**Exercise details:** Rewrite the rows between the line containing "Can you find the white flower" and the line containing "(1300, 461)", inclusive, with their requests. Scale every coordinate in the answers by 0.75 and round each to a whole number, with halves rounding up.

[START Exercise material]

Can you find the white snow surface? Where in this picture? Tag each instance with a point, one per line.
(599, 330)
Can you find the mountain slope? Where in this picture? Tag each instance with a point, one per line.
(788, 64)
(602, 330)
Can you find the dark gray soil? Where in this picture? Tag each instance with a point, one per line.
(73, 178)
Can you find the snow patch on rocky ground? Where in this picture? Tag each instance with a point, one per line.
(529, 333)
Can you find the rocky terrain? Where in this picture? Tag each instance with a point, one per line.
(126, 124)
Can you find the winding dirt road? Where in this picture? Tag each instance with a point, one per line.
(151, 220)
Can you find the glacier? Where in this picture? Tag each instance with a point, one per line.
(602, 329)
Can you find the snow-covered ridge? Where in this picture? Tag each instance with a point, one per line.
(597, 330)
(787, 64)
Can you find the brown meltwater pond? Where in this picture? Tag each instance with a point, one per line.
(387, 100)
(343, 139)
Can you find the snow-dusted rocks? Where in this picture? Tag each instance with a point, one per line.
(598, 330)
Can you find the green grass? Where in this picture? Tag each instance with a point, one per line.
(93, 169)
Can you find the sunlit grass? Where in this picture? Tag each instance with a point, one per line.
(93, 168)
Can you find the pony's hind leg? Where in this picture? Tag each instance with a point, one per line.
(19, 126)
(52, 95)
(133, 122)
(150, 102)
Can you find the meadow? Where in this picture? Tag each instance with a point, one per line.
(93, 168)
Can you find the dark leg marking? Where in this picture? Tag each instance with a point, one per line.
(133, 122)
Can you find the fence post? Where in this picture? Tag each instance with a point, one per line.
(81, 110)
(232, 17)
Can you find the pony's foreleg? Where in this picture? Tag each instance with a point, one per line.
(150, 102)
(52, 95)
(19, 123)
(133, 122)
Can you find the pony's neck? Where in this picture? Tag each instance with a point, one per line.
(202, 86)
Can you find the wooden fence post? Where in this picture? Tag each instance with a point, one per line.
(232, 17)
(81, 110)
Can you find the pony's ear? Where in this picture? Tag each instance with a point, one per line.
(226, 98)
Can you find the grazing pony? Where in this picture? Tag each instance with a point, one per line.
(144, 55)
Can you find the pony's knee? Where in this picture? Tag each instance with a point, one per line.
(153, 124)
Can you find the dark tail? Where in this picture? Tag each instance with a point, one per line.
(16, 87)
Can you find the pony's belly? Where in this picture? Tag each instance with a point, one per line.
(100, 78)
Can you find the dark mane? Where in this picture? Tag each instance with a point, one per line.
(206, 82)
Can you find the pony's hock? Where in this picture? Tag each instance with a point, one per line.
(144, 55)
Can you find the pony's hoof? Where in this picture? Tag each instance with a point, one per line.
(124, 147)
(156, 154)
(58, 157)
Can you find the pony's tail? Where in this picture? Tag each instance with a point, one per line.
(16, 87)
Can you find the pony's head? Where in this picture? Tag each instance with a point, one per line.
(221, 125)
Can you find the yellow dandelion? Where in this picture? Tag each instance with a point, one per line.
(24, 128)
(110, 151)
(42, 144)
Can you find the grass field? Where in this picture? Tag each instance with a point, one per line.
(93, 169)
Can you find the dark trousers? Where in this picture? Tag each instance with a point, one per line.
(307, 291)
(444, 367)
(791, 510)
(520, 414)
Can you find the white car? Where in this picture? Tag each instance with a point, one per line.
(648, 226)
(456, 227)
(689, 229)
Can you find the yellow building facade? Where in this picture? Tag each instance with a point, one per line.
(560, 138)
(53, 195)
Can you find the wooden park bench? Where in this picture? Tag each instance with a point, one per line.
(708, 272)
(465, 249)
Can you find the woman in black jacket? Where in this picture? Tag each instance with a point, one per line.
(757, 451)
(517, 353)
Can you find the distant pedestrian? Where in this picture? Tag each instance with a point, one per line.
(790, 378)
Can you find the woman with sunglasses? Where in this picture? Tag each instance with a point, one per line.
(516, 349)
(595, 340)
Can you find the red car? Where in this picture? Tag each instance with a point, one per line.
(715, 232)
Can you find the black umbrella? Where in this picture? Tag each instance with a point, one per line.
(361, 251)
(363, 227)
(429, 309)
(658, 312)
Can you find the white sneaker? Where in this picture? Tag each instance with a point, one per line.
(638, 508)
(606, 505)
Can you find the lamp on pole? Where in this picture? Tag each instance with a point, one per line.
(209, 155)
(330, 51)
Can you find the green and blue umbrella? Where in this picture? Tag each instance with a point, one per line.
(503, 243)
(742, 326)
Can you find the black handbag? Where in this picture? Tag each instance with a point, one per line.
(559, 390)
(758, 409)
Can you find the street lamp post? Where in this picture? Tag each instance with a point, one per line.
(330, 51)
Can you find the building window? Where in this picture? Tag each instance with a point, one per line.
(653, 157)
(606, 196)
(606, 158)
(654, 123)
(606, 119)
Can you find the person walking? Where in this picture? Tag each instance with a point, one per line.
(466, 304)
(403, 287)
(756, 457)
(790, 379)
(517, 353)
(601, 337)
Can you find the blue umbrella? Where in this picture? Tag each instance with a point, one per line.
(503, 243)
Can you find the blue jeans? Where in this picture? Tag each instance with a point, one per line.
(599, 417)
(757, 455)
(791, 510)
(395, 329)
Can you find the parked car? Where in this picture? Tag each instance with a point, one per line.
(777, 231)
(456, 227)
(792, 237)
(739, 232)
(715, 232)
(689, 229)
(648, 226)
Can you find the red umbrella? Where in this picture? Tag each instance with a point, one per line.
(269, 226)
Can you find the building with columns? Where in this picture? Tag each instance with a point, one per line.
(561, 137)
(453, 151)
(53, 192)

[END Exercise material]
[START Exercise material]

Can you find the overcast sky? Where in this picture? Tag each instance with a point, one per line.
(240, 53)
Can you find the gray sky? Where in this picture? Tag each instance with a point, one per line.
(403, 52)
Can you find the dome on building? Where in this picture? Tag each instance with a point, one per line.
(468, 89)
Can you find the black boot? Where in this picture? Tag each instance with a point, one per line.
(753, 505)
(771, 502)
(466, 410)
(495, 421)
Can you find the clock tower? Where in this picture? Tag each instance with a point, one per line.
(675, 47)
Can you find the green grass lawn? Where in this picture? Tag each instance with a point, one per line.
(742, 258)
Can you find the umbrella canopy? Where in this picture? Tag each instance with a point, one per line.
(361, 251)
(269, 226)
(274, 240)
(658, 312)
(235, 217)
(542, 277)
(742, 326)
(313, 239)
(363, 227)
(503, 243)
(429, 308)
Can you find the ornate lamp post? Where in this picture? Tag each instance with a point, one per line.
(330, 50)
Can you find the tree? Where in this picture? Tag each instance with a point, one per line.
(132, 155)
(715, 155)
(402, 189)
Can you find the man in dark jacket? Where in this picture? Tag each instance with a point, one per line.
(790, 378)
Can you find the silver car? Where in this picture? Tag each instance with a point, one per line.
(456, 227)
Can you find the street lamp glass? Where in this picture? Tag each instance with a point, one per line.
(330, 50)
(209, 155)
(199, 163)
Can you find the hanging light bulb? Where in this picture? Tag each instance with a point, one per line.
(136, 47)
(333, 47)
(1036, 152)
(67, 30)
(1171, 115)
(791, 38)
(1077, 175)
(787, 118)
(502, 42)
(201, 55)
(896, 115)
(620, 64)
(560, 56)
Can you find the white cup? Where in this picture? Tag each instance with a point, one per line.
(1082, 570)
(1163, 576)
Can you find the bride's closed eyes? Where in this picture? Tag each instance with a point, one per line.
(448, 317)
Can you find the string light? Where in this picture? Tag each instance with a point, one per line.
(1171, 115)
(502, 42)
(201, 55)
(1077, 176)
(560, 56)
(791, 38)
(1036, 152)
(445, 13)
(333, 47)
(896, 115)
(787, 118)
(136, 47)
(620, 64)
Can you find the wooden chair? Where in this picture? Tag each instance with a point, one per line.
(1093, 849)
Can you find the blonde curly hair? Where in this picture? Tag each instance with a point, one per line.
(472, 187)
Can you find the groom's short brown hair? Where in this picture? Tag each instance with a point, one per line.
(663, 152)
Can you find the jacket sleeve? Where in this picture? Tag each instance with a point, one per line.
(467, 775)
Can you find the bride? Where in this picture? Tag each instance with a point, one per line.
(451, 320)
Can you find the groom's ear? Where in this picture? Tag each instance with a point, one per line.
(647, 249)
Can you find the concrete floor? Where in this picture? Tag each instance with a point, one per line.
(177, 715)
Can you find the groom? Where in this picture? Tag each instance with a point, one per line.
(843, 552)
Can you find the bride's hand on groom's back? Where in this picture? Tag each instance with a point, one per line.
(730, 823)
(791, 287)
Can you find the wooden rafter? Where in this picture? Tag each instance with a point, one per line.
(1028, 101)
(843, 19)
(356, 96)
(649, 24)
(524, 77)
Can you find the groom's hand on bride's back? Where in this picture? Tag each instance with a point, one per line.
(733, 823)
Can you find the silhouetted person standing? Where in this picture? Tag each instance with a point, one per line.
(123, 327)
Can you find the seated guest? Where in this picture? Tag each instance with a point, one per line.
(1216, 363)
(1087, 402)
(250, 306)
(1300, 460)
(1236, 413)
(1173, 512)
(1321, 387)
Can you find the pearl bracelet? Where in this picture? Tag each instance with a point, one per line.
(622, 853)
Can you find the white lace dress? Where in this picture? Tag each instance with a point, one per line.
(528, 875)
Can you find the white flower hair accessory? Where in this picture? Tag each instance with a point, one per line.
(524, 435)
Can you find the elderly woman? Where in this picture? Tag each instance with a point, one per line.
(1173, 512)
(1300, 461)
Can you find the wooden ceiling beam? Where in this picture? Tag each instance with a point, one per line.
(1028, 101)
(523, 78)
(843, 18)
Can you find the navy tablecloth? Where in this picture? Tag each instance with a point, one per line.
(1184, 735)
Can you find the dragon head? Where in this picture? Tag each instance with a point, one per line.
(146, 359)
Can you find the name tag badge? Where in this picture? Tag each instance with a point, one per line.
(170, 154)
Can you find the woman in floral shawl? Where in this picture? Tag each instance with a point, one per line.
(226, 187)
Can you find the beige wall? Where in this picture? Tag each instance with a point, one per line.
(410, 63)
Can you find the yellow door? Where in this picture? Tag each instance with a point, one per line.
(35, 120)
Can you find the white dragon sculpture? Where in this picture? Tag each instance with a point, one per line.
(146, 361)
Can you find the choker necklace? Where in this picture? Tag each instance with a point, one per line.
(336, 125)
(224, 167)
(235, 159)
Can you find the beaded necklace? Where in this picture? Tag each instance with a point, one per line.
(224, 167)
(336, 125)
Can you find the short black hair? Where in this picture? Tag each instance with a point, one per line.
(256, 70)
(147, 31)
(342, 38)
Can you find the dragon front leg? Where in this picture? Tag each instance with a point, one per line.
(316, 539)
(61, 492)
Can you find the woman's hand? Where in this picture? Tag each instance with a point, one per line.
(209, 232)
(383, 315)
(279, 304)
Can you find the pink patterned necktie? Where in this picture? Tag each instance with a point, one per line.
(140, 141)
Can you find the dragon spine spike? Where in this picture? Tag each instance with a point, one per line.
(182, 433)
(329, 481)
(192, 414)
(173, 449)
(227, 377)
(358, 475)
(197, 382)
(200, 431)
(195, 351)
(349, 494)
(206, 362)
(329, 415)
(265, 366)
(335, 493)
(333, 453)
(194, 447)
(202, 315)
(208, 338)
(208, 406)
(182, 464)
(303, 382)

[END Exercise material]

**Solution:**
Can you find the white flower hair accessory? Where in this picture? Tag each instance with a point, one per line.
(393, 326)
Can you find the elderly woman? Where in this picture? Tag each instance with a point, one per line.
(880, 384)
(975, 346)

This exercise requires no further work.